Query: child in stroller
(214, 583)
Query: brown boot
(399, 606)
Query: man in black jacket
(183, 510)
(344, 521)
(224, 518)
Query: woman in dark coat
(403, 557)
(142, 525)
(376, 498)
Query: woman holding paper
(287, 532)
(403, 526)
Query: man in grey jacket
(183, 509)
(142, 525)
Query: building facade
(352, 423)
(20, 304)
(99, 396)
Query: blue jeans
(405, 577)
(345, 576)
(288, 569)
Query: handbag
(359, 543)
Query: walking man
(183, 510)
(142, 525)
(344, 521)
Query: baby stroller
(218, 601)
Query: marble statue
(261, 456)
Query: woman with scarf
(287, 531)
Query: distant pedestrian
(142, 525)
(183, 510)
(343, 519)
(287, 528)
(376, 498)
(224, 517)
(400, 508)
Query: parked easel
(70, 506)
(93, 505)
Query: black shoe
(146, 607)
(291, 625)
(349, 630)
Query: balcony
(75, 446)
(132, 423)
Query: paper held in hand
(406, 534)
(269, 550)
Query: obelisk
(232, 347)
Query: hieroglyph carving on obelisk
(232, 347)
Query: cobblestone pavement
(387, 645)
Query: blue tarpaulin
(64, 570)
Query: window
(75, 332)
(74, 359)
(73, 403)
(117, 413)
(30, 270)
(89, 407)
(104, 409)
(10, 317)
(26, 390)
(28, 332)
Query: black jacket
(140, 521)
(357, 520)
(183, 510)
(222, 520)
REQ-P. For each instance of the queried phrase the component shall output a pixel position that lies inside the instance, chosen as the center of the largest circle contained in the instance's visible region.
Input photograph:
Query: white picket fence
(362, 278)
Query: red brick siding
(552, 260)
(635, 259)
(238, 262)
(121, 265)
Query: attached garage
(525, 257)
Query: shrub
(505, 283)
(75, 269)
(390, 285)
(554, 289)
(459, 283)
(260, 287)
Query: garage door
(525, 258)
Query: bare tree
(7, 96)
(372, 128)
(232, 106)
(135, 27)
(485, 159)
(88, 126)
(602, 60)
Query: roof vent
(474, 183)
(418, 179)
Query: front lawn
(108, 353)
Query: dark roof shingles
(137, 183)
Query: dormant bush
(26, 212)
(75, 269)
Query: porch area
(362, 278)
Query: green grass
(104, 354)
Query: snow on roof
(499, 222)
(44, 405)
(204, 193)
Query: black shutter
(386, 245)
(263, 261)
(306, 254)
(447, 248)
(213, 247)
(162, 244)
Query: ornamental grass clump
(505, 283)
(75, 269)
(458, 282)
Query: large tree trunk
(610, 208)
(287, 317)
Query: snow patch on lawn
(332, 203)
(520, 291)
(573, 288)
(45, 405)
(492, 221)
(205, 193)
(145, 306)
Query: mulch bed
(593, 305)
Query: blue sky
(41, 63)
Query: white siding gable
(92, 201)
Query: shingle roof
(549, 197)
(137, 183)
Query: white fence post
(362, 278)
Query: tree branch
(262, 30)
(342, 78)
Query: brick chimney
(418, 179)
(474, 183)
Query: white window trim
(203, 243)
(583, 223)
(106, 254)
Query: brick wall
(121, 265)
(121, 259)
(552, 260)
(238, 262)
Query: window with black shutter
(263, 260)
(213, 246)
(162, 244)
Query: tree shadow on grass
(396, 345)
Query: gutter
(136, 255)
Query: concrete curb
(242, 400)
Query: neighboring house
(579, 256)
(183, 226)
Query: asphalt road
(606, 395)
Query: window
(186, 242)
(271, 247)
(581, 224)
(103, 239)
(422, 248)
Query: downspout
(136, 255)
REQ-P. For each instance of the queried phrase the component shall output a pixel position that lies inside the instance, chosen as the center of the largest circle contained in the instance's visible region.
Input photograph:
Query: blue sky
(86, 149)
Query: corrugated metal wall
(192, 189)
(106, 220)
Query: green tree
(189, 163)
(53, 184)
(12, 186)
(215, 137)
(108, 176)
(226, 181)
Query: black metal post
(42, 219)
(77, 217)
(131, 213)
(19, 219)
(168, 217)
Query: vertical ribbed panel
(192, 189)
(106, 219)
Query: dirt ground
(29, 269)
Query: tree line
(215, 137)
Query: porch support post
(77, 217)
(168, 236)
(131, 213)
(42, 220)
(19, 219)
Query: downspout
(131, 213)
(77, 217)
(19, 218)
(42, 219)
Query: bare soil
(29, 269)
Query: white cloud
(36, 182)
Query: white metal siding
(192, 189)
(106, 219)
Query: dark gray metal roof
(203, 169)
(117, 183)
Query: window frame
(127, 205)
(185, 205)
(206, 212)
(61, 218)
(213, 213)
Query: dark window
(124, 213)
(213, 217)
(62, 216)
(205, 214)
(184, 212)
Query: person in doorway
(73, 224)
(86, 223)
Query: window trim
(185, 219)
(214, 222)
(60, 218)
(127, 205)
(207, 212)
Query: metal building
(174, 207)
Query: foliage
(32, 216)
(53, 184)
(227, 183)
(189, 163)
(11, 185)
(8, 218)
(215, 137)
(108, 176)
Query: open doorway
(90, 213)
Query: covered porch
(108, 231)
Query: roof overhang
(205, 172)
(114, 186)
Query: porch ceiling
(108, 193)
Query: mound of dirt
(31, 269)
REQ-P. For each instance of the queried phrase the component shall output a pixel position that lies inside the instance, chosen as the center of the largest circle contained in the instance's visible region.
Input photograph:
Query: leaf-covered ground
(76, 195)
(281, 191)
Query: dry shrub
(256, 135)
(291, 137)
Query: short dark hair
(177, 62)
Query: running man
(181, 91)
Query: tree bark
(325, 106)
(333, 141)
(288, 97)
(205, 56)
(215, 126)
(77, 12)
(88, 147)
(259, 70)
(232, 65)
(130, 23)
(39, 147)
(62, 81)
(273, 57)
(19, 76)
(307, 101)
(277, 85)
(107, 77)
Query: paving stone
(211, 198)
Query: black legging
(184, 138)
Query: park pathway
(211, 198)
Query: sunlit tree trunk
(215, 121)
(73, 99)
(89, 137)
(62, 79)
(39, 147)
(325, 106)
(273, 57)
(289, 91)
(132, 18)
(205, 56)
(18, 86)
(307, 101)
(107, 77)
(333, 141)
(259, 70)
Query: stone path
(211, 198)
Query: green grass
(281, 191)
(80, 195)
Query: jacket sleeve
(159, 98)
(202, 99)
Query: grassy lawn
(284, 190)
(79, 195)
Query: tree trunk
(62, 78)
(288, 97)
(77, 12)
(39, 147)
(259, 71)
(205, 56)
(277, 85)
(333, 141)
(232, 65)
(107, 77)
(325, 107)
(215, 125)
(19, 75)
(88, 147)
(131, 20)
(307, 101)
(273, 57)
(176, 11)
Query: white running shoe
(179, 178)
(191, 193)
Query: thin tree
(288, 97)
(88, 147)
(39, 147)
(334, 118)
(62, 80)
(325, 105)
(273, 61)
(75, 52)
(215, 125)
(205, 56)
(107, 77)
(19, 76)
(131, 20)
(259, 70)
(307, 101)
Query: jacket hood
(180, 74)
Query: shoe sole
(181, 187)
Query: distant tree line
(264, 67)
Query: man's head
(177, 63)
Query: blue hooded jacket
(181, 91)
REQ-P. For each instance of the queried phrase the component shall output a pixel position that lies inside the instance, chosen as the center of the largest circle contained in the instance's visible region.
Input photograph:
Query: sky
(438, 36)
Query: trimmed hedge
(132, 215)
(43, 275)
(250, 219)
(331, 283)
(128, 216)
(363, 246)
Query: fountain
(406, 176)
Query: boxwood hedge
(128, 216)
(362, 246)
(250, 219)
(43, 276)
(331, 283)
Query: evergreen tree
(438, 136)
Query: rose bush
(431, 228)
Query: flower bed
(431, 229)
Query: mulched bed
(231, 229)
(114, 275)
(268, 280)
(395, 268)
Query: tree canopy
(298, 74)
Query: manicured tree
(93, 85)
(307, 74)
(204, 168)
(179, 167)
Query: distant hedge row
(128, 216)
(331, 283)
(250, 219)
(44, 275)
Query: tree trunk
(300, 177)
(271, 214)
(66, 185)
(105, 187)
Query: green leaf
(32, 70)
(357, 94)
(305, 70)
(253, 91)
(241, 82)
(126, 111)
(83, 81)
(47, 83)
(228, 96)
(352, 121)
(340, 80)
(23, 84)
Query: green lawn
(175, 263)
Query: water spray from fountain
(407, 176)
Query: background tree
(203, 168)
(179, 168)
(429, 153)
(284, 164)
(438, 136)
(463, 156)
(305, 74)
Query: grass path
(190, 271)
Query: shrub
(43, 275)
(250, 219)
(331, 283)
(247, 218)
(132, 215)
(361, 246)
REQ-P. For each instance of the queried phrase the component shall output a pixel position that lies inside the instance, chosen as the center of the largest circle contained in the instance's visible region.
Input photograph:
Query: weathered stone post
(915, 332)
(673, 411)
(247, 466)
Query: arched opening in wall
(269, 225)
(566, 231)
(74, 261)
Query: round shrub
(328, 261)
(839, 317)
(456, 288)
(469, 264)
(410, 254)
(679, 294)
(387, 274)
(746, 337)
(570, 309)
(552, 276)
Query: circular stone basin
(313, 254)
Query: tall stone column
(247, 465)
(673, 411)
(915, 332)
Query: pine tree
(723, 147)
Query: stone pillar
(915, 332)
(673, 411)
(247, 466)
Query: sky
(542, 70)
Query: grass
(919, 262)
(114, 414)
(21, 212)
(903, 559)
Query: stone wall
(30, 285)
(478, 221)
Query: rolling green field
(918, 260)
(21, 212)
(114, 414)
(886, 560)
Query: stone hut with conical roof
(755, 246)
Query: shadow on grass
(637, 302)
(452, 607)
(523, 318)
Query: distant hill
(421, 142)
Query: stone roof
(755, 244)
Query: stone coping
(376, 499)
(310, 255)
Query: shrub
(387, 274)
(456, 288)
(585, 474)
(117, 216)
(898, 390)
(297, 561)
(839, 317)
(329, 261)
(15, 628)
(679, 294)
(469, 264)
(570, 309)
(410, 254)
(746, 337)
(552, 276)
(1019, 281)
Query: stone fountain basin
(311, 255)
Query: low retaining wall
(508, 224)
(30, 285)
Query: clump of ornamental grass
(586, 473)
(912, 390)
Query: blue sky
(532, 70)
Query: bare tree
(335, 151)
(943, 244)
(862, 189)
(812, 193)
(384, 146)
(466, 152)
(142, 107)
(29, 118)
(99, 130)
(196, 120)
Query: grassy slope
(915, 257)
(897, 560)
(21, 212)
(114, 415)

•••••

Exactly the lines from the one containing "Query: stone coping" through the end of the records should be reproduced, and no others.

Solved exercise:
Query: stone coping
(376, 499)
(310, 255)
Query: shrub
(387, 274)
(456, 288)
(585, 474)
(117, 216)
(898, 390)
(297, 561)
(839, 317)
(329, 261)
(15, 628)
(679, 294)
(469, 264)
(570, 309)
(410, 254)
(746, 337)
(552, 276)
(1019, 281)
Query: stone fountain basin
(311, 255)
Query: low retaining wall
(508, 224)
(30, 285)
Query: clump of ornamental grass
(586, 473)
(912, 390)
Query: blue sky
(532, 70)
Query: bare tree
(335, 151)
(943, 244)
(862, 189)
(812, 193)
(384, 146)
(466, 152)
(142, 107)
(29, 118)
(99, 130)
(196, 120)
Query: grassy slope
(915, 257)
(897, 560)
(21, 212)
(114, 415)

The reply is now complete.